** start DATA RECORDS **
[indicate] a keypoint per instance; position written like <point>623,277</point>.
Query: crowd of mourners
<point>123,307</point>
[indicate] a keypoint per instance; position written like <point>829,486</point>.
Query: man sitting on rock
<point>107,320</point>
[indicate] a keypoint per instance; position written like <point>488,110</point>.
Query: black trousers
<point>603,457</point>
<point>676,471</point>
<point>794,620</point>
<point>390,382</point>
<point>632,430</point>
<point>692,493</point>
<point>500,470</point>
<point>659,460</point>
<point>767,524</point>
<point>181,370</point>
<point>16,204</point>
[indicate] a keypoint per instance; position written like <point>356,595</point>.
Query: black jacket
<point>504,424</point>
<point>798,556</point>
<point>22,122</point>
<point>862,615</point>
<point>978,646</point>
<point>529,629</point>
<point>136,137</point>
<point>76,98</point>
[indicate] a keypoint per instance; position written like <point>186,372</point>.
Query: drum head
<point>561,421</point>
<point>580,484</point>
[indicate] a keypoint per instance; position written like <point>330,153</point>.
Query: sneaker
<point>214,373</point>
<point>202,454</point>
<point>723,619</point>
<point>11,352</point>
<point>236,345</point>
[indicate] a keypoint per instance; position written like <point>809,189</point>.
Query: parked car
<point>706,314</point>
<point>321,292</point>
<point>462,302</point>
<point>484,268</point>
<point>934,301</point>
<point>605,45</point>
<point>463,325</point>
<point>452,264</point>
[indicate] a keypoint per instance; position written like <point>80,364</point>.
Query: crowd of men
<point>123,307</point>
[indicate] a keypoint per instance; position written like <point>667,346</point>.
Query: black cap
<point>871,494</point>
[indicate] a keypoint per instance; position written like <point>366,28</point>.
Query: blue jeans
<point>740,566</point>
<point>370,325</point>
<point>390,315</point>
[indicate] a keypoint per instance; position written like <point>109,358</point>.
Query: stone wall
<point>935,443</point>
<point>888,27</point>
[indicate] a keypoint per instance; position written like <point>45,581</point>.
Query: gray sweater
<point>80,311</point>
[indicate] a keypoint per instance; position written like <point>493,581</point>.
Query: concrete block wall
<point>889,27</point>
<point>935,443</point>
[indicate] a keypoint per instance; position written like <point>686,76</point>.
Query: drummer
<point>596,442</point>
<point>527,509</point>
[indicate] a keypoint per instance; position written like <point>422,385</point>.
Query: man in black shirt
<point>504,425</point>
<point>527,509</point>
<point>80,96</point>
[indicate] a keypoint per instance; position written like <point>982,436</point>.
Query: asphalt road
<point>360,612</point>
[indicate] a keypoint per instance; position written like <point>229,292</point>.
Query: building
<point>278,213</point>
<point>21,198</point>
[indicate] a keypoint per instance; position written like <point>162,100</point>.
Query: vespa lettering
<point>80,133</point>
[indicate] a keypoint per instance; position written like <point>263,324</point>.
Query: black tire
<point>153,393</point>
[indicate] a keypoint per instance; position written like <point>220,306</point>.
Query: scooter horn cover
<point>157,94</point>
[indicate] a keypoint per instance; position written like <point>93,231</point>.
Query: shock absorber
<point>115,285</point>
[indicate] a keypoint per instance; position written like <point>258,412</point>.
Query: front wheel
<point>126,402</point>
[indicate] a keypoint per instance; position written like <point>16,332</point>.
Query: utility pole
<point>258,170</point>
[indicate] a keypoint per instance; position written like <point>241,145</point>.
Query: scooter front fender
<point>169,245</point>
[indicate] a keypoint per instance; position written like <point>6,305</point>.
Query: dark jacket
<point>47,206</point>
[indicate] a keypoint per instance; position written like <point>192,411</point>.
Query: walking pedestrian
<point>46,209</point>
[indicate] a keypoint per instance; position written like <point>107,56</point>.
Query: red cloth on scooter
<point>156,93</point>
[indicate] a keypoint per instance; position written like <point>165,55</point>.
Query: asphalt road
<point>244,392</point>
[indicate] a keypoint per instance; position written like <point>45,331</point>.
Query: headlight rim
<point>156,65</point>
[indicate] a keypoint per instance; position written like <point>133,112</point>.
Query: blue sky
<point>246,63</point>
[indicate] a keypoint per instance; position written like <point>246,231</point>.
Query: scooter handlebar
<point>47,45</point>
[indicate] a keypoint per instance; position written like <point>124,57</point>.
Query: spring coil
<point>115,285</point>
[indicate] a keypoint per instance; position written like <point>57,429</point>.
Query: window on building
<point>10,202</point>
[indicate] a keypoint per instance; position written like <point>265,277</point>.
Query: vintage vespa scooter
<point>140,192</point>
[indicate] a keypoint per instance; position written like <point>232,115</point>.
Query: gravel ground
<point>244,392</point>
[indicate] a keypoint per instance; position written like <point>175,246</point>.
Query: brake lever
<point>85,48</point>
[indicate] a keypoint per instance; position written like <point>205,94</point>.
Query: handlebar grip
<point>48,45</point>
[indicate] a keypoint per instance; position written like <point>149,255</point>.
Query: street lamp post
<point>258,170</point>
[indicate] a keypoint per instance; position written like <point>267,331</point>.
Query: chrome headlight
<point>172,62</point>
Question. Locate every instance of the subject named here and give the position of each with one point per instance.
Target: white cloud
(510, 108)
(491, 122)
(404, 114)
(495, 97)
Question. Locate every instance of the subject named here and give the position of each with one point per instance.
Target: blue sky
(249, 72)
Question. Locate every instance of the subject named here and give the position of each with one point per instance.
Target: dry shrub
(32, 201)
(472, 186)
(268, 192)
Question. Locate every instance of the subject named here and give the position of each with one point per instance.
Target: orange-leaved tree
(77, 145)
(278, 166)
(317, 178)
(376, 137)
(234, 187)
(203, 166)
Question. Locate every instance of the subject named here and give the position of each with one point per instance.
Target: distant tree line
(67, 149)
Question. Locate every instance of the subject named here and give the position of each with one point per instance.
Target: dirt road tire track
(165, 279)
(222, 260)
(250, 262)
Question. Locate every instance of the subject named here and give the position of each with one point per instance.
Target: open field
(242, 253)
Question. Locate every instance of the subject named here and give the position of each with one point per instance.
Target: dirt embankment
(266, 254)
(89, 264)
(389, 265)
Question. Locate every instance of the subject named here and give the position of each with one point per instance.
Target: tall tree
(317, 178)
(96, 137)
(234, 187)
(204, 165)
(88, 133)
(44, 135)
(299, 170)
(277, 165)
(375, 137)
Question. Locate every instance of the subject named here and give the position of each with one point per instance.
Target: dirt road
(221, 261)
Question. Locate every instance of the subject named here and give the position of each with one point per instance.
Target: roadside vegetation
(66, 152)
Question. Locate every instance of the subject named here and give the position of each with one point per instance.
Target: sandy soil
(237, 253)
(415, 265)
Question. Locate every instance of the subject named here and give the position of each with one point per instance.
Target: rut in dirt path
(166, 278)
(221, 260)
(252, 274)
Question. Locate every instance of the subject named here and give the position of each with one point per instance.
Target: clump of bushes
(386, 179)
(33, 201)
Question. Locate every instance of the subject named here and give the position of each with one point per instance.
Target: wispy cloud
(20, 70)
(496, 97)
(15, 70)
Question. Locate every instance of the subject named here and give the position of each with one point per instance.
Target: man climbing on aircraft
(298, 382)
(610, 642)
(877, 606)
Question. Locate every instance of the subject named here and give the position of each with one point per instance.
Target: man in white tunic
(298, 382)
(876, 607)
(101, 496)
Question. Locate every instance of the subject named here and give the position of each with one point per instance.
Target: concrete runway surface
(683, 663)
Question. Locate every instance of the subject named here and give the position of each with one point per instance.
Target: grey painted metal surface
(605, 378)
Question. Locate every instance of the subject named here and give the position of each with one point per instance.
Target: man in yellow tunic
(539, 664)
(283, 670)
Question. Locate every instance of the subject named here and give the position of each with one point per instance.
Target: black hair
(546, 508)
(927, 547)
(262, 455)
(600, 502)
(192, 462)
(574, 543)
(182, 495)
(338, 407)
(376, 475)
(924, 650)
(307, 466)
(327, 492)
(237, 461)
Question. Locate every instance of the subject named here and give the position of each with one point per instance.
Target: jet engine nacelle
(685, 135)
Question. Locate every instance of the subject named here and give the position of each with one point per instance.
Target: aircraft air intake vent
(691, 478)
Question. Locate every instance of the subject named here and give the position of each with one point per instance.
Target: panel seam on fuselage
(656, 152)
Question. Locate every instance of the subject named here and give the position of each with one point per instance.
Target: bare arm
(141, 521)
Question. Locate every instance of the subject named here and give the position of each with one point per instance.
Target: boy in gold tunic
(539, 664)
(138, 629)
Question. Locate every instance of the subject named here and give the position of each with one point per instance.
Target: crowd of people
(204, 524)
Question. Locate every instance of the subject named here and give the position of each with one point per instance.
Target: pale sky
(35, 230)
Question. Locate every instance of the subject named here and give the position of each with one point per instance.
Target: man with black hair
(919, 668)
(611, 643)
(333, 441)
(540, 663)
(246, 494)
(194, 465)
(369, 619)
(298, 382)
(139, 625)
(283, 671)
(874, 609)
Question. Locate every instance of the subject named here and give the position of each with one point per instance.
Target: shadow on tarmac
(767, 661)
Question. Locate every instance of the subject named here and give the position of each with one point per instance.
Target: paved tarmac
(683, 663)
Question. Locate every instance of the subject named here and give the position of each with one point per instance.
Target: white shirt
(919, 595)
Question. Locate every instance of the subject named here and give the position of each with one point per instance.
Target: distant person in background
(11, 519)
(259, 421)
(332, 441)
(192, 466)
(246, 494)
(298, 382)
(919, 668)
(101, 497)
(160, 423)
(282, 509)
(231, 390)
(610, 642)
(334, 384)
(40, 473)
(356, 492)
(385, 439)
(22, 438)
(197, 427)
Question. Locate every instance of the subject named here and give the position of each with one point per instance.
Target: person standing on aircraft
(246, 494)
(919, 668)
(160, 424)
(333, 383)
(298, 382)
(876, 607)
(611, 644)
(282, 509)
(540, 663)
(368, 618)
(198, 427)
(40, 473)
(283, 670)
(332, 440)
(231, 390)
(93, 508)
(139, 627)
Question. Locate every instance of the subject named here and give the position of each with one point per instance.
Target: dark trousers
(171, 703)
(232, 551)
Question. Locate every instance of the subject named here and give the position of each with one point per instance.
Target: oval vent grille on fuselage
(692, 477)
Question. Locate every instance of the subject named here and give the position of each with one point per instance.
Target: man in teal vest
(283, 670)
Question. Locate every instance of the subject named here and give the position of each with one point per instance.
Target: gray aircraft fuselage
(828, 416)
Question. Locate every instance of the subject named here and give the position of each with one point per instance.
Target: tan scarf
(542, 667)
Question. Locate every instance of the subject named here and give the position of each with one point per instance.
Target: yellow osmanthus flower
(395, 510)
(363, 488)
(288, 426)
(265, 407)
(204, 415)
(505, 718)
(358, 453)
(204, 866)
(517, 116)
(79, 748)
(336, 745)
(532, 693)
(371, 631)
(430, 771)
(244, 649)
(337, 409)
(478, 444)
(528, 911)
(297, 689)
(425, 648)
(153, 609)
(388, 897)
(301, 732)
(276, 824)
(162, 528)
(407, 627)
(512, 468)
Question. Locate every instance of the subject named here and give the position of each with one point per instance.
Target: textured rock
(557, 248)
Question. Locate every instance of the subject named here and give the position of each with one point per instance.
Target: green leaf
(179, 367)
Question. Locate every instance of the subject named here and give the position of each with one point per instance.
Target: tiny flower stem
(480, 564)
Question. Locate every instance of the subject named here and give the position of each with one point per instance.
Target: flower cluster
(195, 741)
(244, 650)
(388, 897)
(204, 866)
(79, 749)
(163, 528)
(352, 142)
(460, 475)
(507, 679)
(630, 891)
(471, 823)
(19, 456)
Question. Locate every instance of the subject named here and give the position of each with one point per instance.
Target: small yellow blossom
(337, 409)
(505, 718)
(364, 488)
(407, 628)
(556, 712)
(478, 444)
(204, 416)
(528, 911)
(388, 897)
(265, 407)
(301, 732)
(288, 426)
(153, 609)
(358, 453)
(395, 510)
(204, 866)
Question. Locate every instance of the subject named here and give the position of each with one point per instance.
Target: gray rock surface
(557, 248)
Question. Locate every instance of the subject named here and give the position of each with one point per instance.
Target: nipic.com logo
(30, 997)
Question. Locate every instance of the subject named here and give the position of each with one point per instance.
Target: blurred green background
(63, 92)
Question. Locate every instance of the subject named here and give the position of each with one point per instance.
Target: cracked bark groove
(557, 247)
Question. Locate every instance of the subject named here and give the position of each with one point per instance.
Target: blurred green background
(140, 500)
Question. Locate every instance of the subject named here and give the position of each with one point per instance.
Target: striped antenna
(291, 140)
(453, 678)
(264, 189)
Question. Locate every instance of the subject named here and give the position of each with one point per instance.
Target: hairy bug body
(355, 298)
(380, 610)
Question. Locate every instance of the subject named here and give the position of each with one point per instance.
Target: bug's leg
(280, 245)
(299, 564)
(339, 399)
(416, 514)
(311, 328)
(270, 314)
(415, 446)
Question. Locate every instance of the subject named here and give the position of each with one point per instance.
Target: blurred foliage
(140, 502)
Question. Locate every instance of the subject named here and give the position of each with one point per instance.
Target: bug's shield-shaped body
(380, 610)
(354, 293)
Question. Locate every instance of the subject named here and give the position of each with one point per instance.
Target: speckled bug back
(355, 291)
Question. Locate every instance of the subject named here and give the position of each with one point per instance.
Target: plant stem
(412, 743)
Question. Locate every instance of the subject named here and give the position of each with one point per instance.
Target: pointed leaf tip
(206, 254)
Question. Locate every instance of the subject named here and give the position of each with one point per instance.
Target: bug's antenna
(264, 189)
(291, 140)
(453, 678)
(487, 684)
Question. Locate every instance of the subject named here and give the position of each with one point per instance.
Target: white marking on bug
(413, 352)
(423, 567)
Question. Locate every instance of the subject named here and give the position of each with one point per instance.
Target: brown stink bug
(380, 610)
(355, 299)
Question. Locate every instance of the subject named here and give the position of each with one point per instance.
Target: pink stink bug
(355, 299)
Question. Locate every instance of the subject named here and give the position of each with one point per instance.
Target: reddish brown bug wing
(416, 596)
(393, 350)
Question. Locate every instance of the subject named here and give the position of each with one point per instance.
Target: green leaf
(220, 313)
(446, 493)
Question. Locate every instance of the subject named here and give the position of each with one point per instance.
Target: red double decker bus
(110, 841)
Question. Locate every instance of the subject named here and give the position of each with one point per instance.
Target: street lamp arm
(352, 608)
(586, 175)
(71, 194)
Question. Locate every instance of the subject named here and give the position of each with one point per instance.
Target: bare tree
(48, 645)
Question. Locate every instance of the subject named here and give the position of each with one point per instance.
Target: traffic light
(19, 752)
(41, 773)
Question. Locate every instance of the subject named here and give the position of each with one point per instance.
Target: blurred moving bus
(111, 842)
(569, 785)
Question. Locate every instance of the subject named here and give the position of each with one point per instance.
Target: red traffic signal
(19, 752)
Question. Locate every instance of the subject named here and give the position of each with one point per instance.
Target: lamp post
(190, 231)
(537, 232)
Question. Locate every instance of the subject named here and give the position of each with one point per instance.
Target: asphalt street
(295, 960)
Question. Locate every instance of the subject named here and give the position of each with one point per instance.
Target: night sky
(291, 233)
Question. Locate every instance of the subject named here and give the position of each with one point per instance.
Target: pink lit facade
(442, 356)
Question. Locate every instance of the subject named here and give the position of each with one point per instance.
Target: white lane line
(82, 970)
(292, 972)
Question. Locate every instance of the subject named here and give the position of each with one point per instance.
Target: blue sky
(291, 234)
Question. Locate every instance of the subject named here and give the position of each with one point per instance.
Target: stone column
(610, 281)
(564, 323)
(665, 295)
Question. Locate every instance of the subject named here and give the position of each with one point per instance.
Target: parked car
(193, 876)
** end DATA RECORDS **
* [OBJECTIVE]
Please return the data lines from the line with "written like <point>175,246</point>." to the line with "<point>48,45</point>", both included, unchanged.

* [PROBLEM SOLUTION]
[indicate] a keypoint per instance; position written like <point>175,246</point>.
Query: brake lever
<point>85,48</point>
[indicate] a keypoint per instance; position written like <point>205,94</point>.
Query: handlebar grip
<point>48,45</point>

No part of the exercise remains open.